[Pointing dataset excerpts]
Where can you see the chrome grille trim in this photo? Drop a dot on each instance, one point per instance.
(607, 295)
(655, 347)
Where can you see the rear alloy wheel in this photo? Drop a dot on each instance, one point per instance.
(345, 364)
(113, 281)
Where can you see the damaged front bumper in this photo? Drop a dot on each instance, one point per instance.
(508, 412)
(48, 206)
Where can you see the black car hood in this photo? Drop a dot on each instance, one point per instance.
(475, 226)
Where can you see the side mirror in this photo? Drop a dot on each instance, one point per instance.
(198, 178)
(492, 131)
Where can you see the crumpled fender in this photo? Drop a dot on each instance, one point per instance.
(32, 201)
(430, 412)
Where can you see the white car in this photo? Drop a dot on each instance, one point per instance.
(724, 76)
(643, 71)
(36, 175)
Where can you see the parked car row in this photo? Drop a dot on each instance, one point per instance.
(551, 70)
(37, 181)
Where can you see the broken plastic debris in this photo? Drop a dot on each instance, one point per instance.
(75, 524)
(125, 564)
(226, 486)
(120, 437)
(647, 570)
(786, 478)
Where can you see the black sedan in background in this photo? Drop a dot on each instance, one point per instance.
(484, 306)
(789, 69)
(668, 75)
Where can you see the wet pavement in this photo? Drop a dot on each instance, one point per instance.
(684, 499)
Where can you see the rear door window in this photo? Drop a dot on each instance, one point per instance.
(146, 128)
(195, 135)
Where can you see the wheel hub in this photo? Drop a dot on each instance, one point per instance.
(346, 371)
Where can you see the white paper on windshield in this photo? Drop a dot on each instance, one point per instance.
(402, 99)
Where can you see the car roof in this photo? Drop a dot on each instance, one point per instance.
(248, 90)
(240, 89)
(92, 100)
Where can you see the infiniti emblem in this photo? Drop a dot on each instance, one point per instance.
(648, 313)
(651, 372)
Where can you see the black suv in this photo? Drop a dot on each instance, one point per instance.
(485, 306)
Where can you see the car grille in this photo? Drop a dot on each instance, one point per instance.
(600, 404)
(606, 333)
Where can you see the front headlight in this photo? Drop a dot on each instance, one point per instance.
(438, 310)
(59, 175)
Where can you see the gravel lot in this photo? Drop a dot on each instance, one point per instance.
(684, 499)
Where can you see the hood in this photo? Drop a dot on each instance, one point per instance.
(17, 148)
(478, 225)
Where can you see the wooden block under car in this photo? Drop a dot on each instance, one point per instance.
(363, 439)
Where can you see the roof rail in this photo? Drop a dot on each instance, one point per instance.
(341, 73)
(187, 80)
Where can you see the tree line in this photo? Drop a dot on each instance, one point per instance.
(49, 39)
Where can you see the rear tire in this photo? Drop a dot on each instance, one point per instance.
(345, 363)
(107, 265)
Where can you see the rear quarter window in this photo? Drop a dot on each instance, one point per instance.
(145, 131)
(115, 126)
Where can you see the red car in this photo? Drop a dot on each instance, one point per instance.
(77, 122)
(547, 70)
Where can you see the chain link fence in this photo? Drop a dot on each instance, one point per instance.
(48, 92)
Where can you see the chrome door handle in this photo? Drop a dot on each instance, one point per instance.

_Problem requirements_
Rewrite everything from the line containing "Where can you see the chain" down to the end of the items, keeping the requests, but multiply each point coordinate in the answers by 2.55 and round it to a whole number, with halves rounded up.

_Full answer_
Where can you see the chain link fence in this photo? Drop a dot on each instance, one point per instance.
(122, 235)
Where can you see the chrome door handle in this photo? Drop a dot on each instance, one point per instance.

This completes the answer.